■ Problem details ■
Once you find the line containing "Target: weathered stone surface" in the data below, copy it and each following line exactly, up to and including the line containing "Target: stone pillar", and nothing else.

■ Extracted information ■
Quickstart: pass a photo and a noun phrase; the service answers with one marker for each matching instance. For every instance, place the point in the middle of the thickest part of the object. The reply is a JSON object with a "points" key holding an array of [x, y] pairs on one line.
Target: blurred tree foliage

...

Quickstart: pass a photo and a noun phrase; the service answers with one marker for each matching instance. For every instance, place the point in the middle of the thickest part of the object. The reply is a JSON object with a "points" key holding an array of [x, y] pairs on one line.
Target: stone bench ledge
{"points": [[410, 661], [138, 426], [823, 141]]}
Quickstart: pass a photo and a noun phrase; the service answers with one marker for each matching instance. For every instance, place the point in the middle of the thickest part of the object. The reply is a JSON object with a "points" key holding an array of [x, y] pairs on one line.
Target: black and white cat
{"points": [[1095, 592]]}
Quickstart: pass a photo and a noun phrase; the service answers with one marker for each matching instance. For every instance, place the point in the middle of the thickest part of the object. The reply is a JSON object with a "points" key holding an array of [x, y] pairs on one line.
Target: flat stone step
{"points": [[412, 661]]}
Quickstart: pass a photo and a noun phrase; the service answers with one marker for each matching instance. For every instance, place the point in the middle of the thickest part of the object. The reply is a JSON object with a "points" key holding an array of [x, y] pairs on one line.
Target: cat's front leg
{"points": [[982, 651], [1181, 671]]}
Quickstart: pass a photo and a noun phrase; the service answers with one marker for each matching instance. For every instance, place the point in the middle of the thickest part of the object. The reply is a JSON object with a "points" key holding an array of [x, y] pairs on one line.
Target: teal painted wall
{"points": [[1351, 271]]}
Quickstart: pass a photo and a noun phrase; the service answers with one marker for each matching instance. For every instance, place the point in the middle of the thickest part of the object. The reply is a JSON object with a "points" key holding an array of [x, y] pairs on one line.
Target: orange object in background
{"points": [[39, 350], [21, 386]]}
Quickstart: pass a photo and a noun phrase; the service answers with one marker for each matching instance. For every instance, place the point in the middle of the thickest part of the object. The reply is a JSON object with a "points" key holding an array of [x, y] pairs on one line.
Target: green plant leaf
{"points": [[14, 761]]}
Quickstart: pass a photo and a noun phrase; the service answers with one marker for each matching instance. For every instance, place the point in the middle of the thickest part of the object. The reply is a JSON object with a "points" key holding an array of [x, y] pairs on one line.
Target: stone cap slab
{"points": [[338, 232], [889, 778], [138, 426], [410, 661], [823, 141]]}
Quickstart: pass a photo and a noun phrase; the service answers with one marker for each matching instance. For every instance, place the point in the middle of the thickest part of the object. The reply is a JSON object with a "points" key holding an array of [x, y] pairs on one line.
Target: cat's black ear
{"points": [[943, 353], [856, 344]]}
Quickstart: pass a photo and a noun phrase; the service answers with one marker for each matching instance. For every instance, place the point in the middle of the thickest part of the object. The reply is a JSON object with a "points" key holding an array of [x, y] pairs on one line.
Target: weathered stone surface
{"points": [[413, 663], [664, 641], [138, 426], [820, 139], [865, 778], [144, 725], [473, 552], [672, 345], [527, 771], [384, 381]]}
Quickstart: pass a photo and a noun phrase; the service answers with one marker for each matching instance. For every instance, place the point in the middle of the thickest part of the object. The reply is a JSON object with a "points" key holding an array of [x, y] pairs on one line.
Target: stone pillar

==

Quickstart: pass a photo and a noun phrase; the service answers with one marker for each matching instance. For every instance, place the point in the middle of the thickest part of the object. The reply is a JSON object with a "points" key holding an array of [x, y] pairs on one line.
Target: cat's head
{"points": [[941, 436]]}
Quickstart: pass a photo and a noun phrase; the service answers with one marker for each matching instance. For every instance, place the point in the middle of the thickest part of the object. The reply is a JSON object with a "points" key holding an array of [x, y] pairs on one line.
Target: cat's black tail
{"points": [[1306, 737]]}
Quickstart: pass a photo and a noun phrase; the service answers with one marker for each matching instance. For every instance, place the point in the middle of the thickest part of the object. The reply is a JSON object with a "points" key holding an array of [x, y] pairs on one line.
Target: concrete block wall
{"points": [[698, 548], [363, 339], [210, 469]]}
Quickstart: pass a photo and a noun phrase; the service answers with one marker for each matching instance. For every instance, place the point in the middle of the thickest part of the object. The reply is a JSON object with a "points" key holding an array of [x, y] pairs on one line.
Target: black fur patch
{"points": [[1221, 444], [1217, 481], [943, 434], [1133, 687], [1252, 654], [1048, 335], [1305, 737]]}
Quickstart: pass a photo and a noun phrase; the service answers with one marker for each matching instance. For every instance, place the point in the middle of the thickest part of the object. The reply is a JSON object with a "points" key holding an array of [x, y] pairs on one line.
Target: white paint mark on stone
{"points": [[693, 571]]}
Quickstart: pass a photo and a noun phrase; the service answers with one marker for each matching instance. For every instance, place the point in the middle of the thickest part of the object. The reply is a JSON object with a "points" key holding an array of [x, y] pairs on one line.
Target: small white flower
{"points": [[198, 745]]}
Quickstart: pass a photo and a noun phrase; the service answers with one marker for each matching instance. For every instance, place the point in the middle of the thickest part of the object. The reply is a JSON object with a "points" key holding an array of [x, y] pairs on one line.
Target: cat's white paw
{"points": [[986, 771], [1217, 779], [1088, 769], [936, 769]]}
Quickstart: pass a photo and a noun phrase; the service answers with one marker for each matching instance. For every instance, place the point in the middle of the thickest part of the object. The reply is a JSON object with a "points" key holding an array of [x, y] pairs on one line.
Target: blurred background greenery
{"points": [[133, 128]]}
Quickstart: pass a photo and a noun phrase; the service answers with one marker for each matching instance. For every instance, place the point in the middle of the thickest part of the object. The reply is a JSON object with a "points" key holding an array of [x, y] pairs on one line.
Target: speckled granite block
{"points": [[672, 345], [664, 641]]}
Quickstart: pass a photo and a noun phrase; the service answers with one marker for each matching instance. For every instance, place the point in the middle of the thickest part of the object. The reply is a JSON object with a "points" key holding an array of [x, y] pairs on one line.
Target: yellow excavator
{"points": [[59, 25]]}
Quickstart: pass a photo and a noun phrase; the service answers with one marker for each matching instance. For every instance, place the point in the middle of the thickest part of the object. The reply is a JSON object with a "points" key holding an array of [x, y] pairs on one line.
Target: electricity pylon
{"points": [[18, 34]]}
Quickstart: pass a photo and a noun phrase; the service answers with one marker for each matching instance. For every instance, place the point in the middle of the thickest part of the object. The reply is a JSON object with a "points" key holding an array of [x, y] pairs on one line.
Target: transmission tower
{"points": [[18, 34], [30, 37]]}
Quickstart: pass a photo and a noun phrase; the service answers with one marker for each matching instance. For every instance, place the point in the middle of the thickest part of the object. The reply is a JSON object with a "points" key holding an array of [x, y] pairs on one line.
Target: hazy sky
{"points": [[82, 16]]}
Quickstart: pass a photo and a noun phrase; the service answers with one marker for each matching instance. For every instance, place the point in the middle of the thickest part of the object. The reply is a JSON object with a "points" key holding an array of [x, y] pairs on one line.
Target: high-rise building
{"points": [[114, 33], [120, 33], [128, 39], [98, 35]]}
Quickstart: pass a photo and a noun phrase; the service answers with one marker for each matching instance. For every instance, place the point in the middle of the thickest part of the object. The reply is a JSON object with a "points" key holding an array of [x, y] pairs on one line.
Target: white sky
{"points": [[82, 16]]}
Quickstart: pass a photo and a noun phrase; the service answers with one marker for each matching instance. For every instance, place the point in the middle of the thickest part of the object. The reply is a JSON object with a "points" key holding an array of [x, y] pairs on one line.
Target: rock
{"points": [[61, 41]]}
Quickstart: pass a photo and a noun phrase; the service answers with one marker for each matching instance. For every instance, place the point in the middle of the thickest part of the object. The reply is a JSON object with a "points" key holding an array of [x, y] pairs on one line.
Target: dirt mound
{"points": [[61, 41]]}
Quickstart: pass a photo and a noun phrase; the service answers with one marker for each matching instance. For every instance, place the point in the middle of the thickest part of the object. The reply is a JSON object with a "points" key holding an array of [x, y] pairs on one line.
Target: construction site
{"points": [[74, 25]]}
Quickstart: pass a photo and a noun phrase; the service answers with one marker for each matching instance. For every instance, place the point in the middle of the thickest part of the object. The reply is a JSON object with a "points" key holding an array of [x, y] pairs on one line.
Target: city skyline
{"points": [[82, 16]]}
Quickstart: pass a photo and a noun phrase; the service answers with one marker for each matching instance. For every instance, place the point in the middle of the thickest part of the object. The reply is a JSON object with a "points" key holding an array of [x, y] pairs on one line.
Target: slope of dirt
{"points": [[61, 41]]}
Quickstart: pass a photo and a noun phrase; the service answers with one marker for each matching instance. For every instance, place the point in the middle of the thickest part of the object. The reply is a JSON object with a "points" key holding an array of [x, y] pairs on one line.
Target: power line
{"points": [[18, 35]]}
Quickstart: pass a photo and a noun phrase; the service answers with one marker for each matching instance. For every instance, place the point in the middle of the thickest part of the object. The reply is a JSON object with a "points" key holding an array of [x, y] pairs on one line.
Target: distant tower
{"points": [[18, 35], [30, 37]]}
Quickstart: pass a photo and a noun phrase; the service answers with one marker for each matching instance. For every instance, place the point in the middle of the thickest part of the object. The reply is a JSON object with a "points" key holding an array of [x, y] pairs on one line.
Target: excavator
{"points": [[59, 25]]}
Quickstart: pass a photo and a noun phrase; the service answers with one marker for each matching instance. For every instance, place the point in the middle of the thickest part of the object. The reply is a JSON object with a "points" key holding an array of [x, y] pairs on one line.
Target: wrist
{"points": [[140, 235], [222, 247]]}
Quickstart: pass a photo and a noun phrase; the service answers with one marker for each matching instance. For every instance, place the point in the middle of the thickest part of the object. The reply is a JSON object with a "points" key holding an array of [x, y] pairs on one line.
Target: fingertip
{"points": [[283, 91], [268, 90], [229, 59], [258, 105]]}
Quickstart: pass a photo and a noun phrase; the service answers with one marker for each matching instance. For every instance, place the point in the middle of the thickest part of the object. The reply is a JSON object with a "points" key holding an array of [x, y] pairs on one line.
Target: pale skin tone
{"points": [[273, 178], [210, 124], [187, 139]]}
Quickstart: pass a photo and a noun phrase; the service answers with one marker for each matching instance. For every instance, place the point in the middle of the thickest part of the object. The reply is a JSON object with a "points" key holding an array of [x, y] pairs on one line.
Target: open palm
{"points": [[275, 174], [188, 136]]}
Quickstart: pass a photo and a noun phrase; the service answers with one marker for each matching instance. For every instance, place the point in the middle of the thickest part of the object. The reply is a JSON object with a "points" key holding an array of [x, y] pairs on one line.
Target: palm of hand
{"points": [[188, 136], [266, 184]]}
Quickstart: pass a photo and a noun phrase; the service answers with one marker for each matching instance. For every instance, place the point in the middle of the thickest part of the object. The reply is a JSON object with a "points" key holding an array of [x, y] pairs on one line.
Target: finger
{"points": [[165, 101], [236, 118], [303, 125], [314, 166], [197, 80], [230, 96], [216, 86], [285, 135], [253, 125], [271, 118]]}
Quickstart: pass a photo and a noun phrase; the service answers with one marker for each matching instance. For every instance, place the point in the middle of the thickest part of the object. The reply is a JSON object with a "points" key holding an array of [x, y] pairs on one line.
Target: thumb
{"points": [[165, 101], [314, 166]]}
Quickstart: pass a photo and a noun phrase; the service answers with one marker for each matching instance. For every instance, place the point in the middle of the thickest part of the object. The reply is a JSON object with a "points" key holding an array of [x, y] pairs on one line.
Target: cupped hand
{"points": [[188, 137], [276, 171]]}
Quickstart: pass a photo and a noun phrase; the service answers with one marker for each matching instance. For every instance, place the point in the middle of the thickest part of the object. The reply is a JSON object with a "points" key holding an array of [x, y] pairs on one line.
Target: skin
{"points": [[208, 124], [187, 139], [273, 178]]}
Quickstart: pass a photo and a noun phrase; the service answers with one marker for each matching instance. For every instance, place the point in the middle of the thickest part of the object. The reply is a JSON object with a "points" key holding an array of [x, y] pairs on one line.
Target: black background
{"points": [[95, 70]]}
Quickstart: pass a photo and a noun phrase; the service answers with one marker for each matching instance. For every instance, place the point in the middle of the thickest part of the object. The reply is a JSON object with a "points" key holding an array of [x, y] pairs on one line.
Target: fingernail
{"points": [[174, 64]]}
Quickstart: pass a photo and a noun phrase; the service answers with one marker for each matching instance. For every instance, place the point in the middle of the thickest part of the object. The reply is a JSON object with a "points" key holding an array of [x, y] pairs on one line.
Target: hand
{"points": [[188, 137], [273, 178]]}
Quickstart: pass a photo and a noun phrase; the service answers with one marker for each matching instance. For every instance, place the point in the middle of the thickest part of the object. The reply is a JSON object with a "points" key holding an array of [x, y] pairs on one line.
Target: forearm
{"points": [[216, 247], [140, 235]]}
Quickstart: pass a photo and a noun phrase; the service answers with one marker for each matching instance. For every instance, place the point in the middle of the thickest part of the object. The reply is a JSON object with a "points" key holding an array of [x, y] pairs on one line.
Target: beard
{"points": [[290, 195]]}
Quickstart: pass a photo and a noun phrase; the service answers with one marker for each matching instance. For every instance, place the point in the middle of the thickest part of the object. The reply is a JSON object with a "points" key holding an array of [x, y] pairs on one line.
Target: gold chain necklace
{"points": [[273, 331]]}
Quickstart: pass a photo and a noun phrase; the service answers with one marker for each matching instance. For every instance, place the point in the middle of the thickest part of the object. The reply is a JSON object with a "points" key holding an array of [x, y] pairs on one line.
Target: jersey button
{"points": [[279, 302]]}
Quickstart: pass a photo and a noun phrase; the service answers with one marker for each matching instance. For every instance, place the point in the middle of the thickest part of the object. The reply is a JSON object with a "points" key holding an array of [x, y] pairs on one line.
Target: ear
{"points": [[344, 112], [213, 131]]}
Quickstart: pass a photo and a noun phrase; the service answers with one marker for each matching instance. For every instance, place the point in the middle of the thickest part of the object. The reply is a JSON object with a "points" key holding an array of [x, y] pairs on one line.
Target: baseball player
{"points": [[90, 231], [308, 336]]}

■ Task response ■
Target: weathered stone surface
{"points": [[413, 663], [664, 641], [138, 426], [820, 139], [865, 778], [144, 725], [473, 552], [672, 345], [527, 771], [384, 381]]}
Quickstart: pass a photo and a noun phrase; the service answers with one marker for each matching instance. For every instance, place the point in the middle of the thickest part of the object. The reply is a JSON object with a "points" key holding an array of [x, y] pairs on one line.
Target: stone pillar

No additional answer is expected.